### WHAT IS REQUIRED:
Set down the line that contains "Segment every instance of the green" and every line after it to the end of the entries, exactly as they stand and nothing more.

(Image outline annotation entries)
:::::

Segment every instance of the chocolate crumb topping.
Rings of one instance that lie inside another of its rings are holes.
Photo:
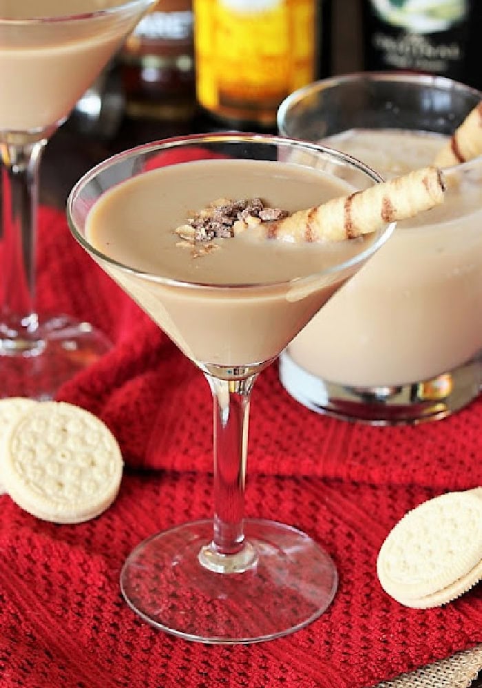
[[[282,220],[288,212],[271,208],[261,198],[231,200],[220,198],[206,208],[193,213],[186,225],[175,230],[182,238],[179,245],[207,244],[214,239],[229,239],[260,222]]]

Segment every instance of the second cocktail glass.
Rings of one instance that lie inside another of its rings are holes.
[[[301,196],[313,185],[311,202],[319,202],[327,180],[337,182],[333,194],[366,188],[379,178],[353,158],[313,144],[200,135],[114,156],[81,179],[69,198],[75,238],[203,371],[212,393],[214,517],[141,543],[120,578],[126,601],[143,618],[189,640],[240,643],[284,636],[318,617],[333,598],[335,567],[316,542],[290,525],[244,520],[250,395],[258,374],[386,240],[392,225],[336,247],[262,240],[247,249],[249,265],[240,264],[242,254],[233,257],[231,249],[246,249],[234,238],[218,240],[212,253],[201,251],[182,263],[189,255],[182,252],[191,249],[176,243],[174,230],[200,203],[233,194],[271,195],[289,210],[309,207],[308,196]],[[106,225],[113,233],[101,242]],[[171,239],[160,249],[164,235]],[[257,251],[264,253],[255,267]],[[298,273],[292,264],[301,258],[312,262]],[[178,259],[184,267],[173,268]],[[189,281],[176,277],[176,269],[204,276]],[[278,269],[276,279],[272,271]]]
[[[69,16],[63,0],[0,7],[0,397],[50,398],[110,346],[90,323],[39,312],[39,165],[48,138],[154,1],[76,0]]]

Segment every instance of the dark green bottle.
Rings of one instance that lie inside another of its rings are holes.
[[[363,0],[364,68],[449,76],[482,89],[481,0]]]

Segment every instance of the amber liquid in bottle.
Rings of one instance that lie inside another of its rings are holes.
[[[194,0],[200,105],[272,127],[289,94],[317,74],[316,0]]]

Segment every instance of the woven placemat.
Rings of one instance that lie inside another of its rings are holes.
[[[375,688],[469,688],[482,669],[482,645],[459,652]]]

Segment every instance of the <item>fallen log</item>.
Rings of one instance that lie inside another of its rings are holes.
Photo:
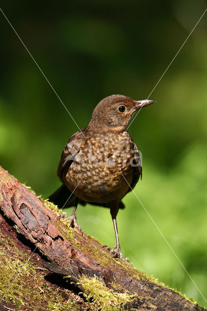
[[[29,244],[28,262],[38,252],[39,263],[36,260],[33,264],[38,267],[41,264],[52,272],[56,276],[53,283],[56,279],[60,284],[60,277],[63,284],[66,280],[72,282],[71,292],[75,288],[83,293],[79,295],[83,300],[79,304],[83,305],[81,310],[87,310],[87,302],[94,310],[205,310],[129,263],[110,257],[109,252],[93,238],[84,233],[82,236],[78,230],[69,227],[69,220],[60,218],[62,212],[56,206],[37,197],[0,166],[0,210],[2,236],[10,240],[18,239],[22,245],[19,243],[16,249]],[[0,250],[1,245],[0,243]],[[13,281],[15,284],[16,280]],[[0,301],[10,303],[6,290],[1,291],[0,288]],[[65,310],[63,305],[50,310]],[[30,308],[29,305],[27,310]]]

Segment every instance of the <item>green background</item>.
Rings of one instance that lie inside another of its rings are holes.
[[[104,97],[147,98],[206,7],[202,0],[2,3],[81,128]],[[143,155],[135,192],[204,295],[207,25],[206,15],[150,95],[157,104],[129,129]],[[78,129],[1,13],[0,28],[0,164],[47,197],[60,184],[60,155]],[[123,201],[123,255],[207,307],[134,193]],[[77,215],[84,231],[114,246],[108,209],[80,207]]]

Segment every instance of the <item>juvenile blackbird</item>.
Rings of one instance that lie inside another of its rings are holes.
[[[88,125],[74,134],[65,146],[57,170],[63,185],[49,198],[61,208],[74,207],[70,225],[81,232],[76,221],[78,202],[110,208],[116,235],[111,252],[123,260],[116,216],[124,207],[121,199],[142,174],[139,151],[126,129],[138,109],[155,102],[120,95],[102,100]]]

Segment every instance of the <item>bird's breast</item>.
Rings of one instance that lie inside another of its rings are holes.
[[[121,200],[129,188],[123,175],[129,184],[133,178],[130,138],[126,133],[86,139],[65,176],[70,190],[90,202]]]

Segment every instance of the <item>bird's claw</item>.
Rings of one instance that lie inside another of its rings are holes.
[[[65,213],[62,213],[60,215],[60,217],[68,218],[70,221],[69,226],[71,227],[71,228],[77,228],[81,231],[81,235],[83,235],[83,232],[82,228],[81,228],[80,225],[78,225],[78,223],[77,222],[76,216],[75,215],[72,214],[72,215],[69,217],[66,214],[65,214]]]
[[[120,248],[116,247],[115,246],[114,249],[112,249],[110,246],[108,246],[106,245],[103,245],[102,246],[102,248],[103,247],[104,247],[104,248],[106,248],[106,249],[108,249],[110,251],[110,252],[111,253],[110,255],[110,256],[113,256],[115,258],[120,258],[120,259],[121,259],[123,261],[125,261],[125,262],[128,262],[129,263],[131,264],[130,261],[129,261],[126,258],[124,258],[124,257],[123,256],[121,251]]]
[[[110,246],[108,246],[107,245],[103,245],[101,247],[101,248],[105,248],[106,249],[108,249],[109,251],[111,250],[111,248]]]

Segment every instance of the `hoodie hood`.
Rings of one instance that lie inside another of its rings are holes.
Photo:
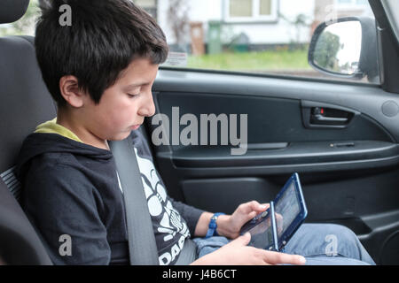
[[[24,180],[25,173],[29,169],[30,161],[42,154],[71,153],[98,161],[109,160],[113,157],[109,150],[78,141],[80,141],[79,138],[71,131],[55,124],[55,119],[38,126],[36,132],[29,134],[22,143],[17,159],[17,178]]]

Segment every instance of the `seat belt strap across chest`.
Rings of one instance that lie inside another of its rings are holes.
[[[158,265],[158,249],[131,137],[109,141],[123,191],[131,265]]]

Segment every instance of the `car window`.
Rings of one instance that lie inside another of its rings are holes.
[[[166,34],[170,52],[163,66],[379,84],[379,77],[348,79],[319,72],[308,60],[319,24],[343,17],[374,18],[367,0],[131,1],[155,18]],[[35,35],[37,3],[31,0],[27,14],[16,23],[0,25],[0,35]],[[335,30],[342,38],[351,37],[350,29]],[[371,44],[377,50],[376,42]],[[337,50],[326,52],[329,56]],[[342,66],[357,66],[359,52],[340,53]]]
[[[325,74],[308,62],[317,27],[343,17],[374,18],[367,0],[159,0],[157,5],[171,50],[165,66],[379,83]],[[356,65],[356,58],[348,59]]]

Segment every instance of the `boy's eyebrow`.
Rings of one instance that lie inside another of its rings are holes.
[[[141,87],[141,86],[145,86],[145,85],[148,85],[150,84],[147,81],[142,81],[142,82],[136,82],[136,83],[132,83],[130,85],[126,86],[125,88],[123,88],[124,89],[132,89],[137,87]]]

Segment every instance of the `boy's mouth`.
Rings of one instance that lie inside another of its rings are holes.
[[[133,131],[137,130],[140,127],[140,126],[141,126],[141,124],[134,125],[134,126],[130,126],[130,129]]]

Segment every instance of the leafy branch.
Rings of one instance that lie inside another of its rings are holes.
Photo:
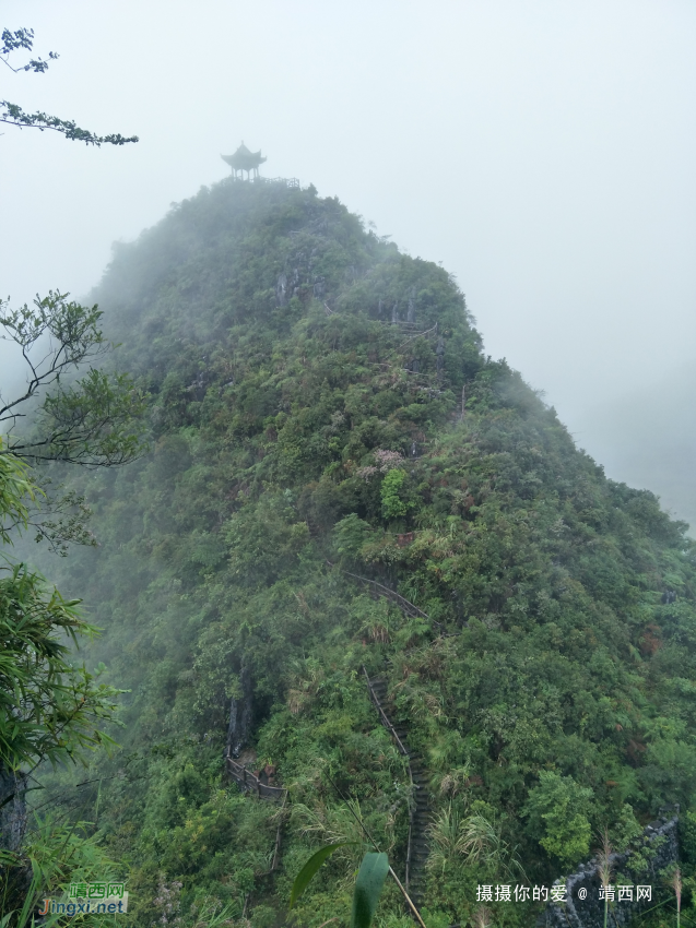
[[[37,296],[33,308],[25,304],[12,311],[0,300],[0,325],[7,333],[1,337],[19,346],[28,368],[20,396],[4,402],[0,395],[0,423],[10,423],[0,454],[90,466],[128,463],[144,450],[138,423],[145,395],[129,374],[94,368],[69,386],[61,384],[61,378],[80,365],[114,348],[98,329],[101,310],[68,296],[50,290],[43,299]],[[51,385],[56,391],[40,404],[32,433],[13,435],[26,415],[19,407]]]
[[[55,51],[48,52],[48,60],[43,58],[32,58],[25,64],[14,68],[9,56],[14,51],[32,51],[34,47],[34,29],[20,28],[12,32],[3,28],[0,35],[0,61],[10,69],[14,74],[21,71],[30,71],[34,74],[43,74],[48,70],[50,61],[58,60],[59,56]],[[73,142],[84,142],[85,145],[126,145],[129,142],[137,142],[137,135],[121,135],[120,133],[111,133],[109,135],[97,135],[89,129],[82,129],[73,119],[60,119],[58,116],[49,116],[47,112],[26,112],[15,103],[10,100],[0,100],[0,122],[8,126],[16,126],[20,129],[38,129],[40,132],[50,130],[59,132],[66,139]]]

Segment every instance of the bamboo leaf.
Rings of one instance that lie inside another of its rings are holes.
[[[388,872],[386,854],[370,852],[363,857],[353,893],[351,928],[369,928]]]
[[[316,854],[312,854],[309,860],[302,868],[299,873],[295,877],[295,882],[293,883],[293,891],[290,894],[290,906],[288,911],[295,905],[299,896],[304,893],[304,891],[309,885],[309,881],[315,876],[319,867],[323,864],[327,857],[330,857],[334,850],[339,847],[344,847],[346,844],[351,844],[350,841],[340,841],[338,844],[327,844],[326,847],[320,847]]]

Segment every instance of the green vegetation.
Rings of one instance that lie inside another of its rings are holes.
[[[664,804],[696,812],[693,543],[483,354],[446,271],[312,188],[229,180],[119,246],[94,298],[153,453],[64,477],[99,547],[51,576],[105,629],[122,750],[44,784],[68,811],[98,796],[82,817],[134,926],[284,924],[327,844],[287,924],[347,926],[358,820],[403,873],[410,786],[363,666],[428,769],[428,928],[531,925],[533,903],[484,912],[476,885],[550,885],[604,826],[622,847]],[[243,760],[285,806],[223,777],[245,680]],[[376,924],[412,924],[392,881]]]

:::::

### FULL OUTPUT:
Segment every instance of the green vegetation.
Rings of one instance that lie inside another of its rings are holes.
[[[664,804],[696,812],[693,543],[483,354],[446,271],[312,188],[229,180],[119,246],[94,298],[153,453],[64,477],[99,547],[51,576],[105,629],[122,750],[44,784],[68,811],[98,796],[82,817],[134,926],[284,924],[327,844],[287,924],[347,926],[358,820],[403,873],[410,786],[363,666],[428,769],[428,928],[531,925],[533,903],[484,912],[476,885],[550,885],[604,826],[622,847]],[[243,760],[285,806],[223,777],[245,680]],[[376,924],[412,924],[392,881]]]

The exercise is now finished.